-- Begin Source extract --

Which Are Better: Individual or Team Goals?
Goal setting is one of the most powerful motivational tools in your arsenal. Specifically, in times of crisis, previously set goals will have to be adjusted due to revised cash flow forecasts, sales projections, and more. Even when times are changing, continuously updating and setting goals is necessary to keep your business on track.
Having set goals will help you and your team feel a stronger sense of purpose and direction. With several projects going on at once, it can sometimes feel like work is getting done at a slower pace. But putting goals in place will help you and your team feel productive with each little accomplishment and ensures that larger projects stay on track.
However, when it comes to motivation and productivity, as a manager or business owner, is it better to set individual goals, which help you and your teammates develop yourselves over time, or team goals, which unite your efforts and encourage collaboration?
Things to Consider Before Setting Goals
Before diving into your goal setting and making the decision to prioritize individual or team goals, you’ll want to consider the following:
Team size
The size of your team will play a major role in how feasible any team goals actually are.
For the most part, it’s better to have a small team with just a few people when setting team goals. There are fewer variables here and it’s easier to encourage collaboration. With a large team, it’s a good idea to break your team down into smaller sub-groups, which are more easily managed by their respective team leaders.
Culture and dispositions
Your company culture and individual dispositions may cater to one choice over the other.
For example, if your business encourages your employees to be themselves and earn personal achievements, or if your employees strongly prefer to remain heads-down on their own assignments, individual goals will be better. If you’re more about collaboration and interpersonal encouragement, team goals could be the way to go.
There’s no right or wrong answer here—it all depends on the type of environment you want to support.
Current needs
While you may want to stick strictly with quarterly goals and initiatives, you need to take your current needs into account. Depending on your situation, you may need to be regularly revisiting your goals, adjusting objectives, and adapting on the fly.
For example, if your business is struggling, you’ll need all hands on deck to work together and right the ship (setting team goals to accomplish this). But if things are good, you may wish to focus on more personal development to plan for future expansion.
Why you should set team goals
Organization or team goals are necessary to guide your overall business. It includes broad objectives that can be broken down into team projects and initiatives with individual key results.
As you’ve likely written a business plan, you know that forecasting and setting up objectives for your business are necessary to start and pitch a business. But here are a few reasons why you should continue to create team goals.
Collaboration
Team goals force your workers to work together on given projects. Because everyone is working toward the same end result, such as hitting a sales target or yielding a certain ROI for your campaign, they’ll be more willing to work together.

-- End Source extract --
-- Begin Extracted records --

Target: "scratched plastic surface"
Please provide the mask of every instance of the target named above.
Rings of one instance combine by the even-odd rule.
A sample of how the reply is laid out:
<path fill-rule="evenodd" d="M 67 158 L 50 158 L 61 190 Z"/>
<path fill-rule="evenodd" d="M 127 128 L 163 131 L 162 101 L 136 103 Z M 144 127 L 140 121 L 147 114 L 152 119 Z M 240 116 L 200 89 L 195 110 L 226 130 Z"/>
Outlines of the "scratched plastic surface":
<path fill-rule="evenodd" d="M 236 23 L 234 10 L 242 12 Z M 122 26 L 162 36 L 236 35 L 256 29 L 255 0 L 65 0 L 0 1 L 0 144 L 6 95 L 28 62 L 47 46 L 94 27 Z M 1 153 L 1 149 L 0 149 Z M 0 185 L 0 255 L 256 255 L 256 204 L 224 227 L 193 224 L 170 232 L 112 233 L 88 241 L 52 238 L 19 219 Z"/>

-- End Extracted records --

▸ **Tasks**
a – In the article on goal setting, repeat the passage between "Goal setting is" and "business on track.", inclusive.
b – List the factors that the goal-setting article says to consider before setting goals.
c – Go on with the article on individual and team goals, starting after its final sentence.
The data has no connection to the article on goal setting.

▸ **Results by task**
a –
Goal setting is one of the most powerful motivational tools in your arsenal. Specifically, in times of crisis, previously set goals will have to be adjusted due to revised cash flow forecasts, sales projections, and more. Even when times are changing, continuously updating and setting goals is necessary to keep your business on track.

b –
Team size
Culture and dispositions
Current needs

c –
Here at Palo Alto Software, we love starting off by setting company and team goals. Those goals help inform our individual goals and allow our smaller accomplishments to contribute to the greater success of the company. Your company can implement this kind of goal setting too.
When one person hits an obstacle, another can tag in, and in this way, your employees will balance out each other’s strengths and weaknesses more naturally. Over time in this environment, you’ll see higher levels of interaction and morale, which can boost productivity. Individual goals don’t support this level of camaraderie to the same degree.
Bigger rewards
Team goals tend to be bigger than individual goals; you might seek the completion of a massive project, rather than completion of some small set of sub-tasks within that project.
Accordingly, when you hit those goals, the rewards are bigger. You’ll feel a higher sense of accomplishment, and you’ll want to reward yourselves proportionally. It also means completing those goals will be more valuable to the company as a whole.
More flexibility
Team goals also have more potential paths for achievement. Because these goals are bigger, longer-term, and less micromanaged, there are more alternative routes that your employees can take to get there. By contrast, individual goals are usually created with a greater degree of specificity and direction, giving employees a more direct and rigid path toward achievement.
Additionally, there are opportunities to pivot and adjust if a team goal is found to be unrealistic or pursuing the wrong direction. Like you compare financial forecasts to current results, comparing the progression and performance of team goals can help you avoid spending money, time, and effort on fruitless projects.
Why you should set individual goals
Individual goals are important because they give direction to your employees. While team goals are great for the overall direction, individual goals will allow your team members to take distinct paths to digest the larger goal and turn it into action. Here are just a few reasons why you should consider setting individual goals:
Balancing strengths and weaknesses
First, every member of your team is going to have unique strengths and weaknesses. You are not the same type of worker as your partner, your assistant, or the independent contractors you work with. Setting individual goals for each of these people allows you to create goals with their specific qualities in mind.
For example, if your programmer is meticulous but slow, encourage them to work faster by setting quantity-based targets. If you find yourself distracted all the time, set goals that encourage you to better focus.
If you aren’t sure what your team members’ strengths and weaknesses are, consider staging performance reviews to find out. Work with each individual to mutually analyze their recent performance and identify target areas for improvement.
Greater control and accountability
Individual goals also give you more control over who’s working on what, which can be useful if you’re trying to coordinate the most efficient process for a team of people.
It also makes your teammates more accountable; when the team fails to meet a goal, blame can be shifted and apathy can set in. When you fail to meet an individual goal, there are no excuses to hide behind.
In line with this inherent accountability, you should establish rewards for those who meet their individual goals and consequences for those who don’t—even if those consequences only amount to a less-than-stellar performance review during your next round of evaluations.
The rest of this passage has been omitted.